The exercise:
Copy out all of the data below, requests included, and shift every coordinate in the answers by adding 4 to each x and each y value. Leave the pictures out.

Records supplied:
********

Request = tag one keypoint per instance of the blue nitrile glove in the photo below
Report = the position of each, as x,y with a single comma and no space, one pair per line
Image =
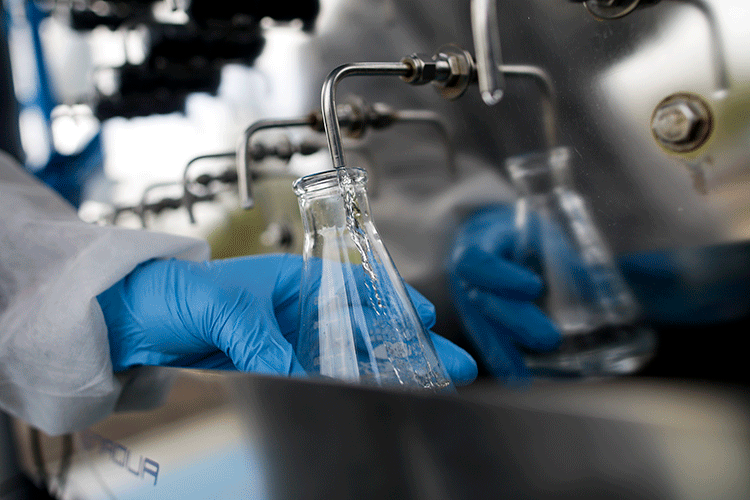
494,297
224,314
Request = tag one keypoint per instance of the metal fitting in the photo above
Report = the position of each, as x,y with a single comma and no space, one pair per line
423,69
461,73
682,123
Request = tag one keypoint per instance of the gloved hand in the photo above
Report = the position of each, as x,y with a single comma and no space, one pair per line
224,314
494,297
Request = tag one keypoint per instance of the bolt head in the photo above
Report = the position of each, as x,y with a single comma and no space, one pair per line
675,122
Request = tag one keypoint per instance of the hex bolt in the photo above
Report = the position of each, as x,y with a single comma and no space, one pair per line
675,122
681,123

********

Problem solution:
Request = tag one keypoint per instance of the blue nitrile glove in the photo below
Report = the position of each, as x,y with a single comma and no space, one pair per line
Image =
498,301
228,318
Request = tag one keypoint per instance of the metal fitting in the photo above
Report = the position of each, as x,y with a single comma and no space, one pair per line
427,73
465,77
686,127
Request = tag one keypoint per instance of the gloved hand in the photo above
Report = the position of each, as x,y with a single comma and no space, one pair per line
228,318
498,301
Request = tag one keypoint per instance of the bolt head in the photo above
Report = the position of each, as x,y with a single comma and no space, one pair per line
679,126
Request = tag one keypoint per instance of the hex bolt in the photo above
Report = the position of each, as x,y with a single comma and no space, one pair per line
679,126
685,127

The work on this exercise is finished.